**Text shown**:
[Start of Attachment]
This is part of the relentless procedural and operational realism that marks all of Haldeman’s work, and it means that where earlier volumes anatomized interplanetary travel and pioneering, alien encounters, starship life, or domestic polyamory, this one is almost entirely focused on getting through the early stages of total social-system breakdown. The author does give his protagonists some good cards to play: in addition to military and medical savvy, they also have a possible connection with a sustainable-technology commune (if they can get there) and eventually a channel to the Others in the form of the sporadic presence of the human-looking creature they call Spy, who was created as a kind of interface for whatever Otherly systems are dealing with humanity.
Even Spy can’t explain exactly what its operators will do or why, so the breakdown of civilization gets interrupted by a number of apparently arbitrary events, starting with the power coming back on for long enough to allow Carmen’s group to solve some immediate problems and move around the country a bit: to visit the seat of what is left of government in Washington and leave in something close to disgust; to find the commune; to leave the commune – before winding up in a situation not unlike the one at the book’s beginning. Along the way, they encounter various modes of coping, some of which result in mutual aid, while others require exchanges of gunfire and thus a steady reduction in the numbers of the star-traveler party and whatever allies they acquire. What is heartbreaking about the pockets of rationality and community spirit they find is that they are surrounded by seas of understandable desperation or outright viciousness, generally outgunned, and thus probably doomed. The resolution to this unhappy situation will remind experienced readers of certain other Haldeman novels, copies of which I will leave behind the Spoiler Curtain. You’ll recognize the pattern when you get to the end.
[End of Attachment]
**Source material**:
[Start of Attachment]
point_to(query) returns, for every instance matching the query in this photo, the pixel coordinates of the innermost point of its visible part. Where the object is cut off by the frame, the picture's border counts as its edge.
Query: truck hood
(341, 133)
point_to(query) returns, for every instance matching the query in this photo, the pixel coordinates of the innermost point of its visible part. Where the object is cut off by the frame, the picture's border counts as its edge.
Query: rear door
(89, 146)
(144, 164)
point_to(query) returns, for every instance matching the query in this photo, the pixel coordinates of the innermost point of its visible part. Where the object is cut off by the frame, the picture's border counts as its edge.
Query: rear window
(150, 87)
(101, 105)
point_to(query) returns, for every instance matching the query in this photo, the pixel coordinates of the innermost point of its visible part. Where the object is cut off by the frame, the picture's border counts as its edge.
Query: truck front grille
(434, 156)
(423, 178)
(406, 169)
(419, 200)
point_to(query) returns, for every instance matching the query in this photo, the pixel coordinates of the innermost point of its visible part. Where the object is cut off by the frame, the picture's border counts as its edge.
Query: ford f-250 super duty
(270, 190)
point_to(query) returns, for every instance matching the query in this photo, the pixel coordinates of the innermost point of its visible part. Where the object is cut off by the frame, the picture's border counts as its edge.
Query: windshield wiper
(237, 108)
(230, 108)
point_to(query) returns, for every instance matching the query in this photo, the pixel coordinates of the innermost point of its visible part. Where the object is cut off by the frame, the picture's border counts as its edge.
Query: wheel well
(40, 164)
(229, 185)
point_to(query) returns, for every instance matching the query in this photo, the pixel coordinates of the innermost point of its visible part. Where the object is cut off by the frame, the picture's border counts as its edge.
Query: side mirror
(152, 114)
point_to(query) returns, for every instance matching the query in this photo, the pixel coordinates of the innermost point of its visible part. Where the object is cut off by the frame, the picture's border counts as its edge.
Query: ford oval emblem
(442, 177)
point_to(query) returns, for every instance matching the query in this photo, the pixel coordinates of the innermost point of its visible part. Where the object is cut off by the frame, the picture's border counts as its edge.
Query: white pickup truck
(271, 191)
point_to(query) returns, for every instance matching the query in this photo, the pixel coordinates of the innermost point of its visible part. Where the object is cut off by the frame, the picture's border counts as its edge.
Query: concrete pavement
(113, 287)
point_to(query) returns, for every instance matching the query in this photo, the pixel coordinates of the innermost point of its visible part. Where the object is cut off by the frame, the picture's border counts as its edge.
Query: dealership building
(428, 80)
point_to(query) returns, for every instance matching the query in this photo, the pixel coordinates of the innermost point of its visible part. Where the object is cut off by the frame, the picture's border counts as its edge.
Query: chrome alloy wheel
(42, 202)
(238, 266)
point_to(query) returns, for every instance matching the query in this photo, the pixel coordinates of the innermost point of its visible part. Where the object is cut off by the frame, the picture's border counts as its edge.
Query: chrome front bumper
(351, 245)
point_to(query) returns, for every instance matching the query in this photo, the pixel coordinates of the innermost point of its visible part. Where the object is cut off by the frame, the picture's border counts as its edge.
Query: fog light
[End of Attachment]
**Actions to take**:
a: Set down the text of the book review word for word, starting with "This is part" and going on through "dealing with humanity.".
b: According to the book review, what do the protagonists call the human-looking creature that serves as their channel to the Others?

**Solutions**:
a:
This is part of the relentless procedural and operational realism that marks all of Haldeman’s work, and it means that where earlier volumes anatomized interplanetary travel and pioneering, alien encounters, starship life, or domestic polyamory, this one is almost entirely focused on getting through the early stages of total social-system breakdown. The author does give his protagonists some good cards to play: in addition to military and medical savvy, they also have a possible connection with a sustainable-technology commune (if they can get there) and eventually a channel to the Others in the form of the sporadic presence of the human-looking creature they call Spy, who was created as a kind of interface for whatever Otherly systems are dealing with humanity.

b: Spy